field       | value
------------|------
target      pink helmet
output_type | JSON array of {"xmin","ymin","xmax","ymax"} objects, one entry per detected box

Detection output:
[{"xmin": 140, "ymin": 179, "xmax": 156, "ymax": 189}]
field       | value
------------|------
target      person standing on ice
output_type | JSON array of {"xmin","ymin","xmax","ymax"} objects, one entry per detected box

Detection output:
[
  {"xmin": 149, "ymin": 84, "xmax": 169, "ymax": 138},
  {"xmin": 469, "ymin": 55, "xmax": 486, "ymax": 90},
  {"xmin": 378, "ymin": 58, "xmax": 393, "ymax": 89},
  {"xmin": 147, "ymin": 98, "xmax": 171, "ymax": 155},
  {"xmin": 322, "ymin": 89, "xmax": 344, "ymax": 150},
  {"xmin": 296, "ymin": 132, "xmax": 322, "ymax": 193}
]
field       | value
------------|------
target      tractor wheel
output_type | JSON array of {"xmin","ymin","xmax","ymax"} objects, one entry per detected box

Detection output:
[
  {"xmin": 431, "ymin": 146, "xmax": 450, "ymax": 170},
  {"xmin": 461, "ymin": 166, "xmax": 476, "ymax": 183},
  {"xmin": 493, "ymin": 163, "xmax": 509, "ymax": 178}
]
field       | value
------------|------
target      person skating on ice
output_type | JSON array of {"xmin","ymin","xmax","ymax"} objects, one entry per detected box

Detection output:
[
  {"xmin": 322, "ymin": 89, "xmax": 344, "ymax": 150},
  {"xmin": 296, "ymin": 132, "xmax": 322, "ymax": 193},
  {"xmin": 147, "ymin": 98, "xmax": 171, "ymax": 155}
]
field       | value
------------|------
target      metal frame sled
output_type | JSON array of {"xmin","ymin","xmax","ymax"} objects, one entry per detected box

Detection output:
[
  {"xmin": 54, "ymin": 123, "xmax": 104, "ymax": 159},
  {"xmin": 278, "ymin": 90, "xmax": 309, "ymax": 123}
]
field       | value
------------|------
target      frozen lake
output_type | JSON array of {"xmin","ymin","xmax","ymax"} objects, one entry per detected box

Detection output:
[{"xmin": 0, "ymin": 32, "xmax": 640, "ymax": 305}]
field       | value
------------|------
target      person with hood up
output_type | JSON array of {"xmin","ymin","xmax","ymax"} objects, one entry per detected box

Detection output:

══════════════════════════════

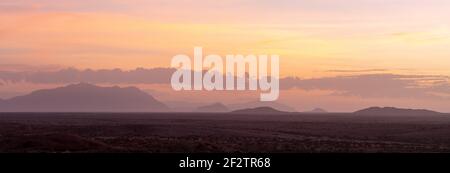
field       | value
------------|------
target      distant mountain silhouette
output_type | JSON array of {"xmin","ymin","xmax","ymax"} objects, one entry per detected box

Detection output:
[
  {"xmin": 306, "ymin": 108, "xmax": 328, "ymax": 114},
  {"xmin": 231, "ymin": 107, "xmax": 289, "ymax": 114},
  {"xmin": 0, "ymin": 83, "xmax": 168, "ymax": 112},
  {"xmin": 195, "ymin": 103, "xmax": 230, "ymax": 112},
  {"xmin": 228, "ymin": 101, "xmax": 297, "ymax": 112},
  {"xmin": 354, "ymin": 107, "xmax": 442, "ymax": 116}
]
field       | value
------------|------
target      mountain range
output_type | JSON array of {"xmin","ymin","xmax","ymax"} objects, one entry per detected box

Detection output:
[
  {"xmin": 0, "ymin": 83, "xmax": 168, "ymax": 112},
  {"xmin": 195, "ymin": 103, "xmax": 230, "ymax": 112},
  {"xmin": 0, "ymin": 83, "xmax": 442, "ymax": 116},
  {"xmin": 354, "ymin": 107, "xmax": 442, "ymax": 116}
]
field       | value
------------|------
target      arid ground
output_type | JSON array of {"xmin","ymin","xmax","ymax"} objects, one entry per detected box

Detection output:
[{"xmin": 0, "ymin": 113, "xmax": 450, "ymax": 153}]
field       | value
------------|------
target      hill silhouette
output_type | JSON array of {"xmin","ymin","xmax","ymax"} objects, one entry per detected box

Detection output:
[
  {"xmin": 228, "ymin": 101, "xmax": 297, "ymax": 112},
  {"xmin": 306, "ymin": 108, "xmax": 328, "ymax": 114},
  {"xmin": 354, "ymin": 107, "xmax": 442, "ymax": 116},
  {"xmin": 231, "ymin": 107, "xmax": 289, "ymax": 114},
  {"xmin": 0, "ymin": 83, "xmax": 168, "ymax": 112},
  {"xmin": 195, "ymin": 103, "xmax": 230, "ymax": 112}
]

══════════════════════════════

= TO BE DONE =
Collect every line in the rows above that contains the word "mountain" and copy each one unchanged.

= THE ANSWER =
target      distant mountain silhouette
target      mountain range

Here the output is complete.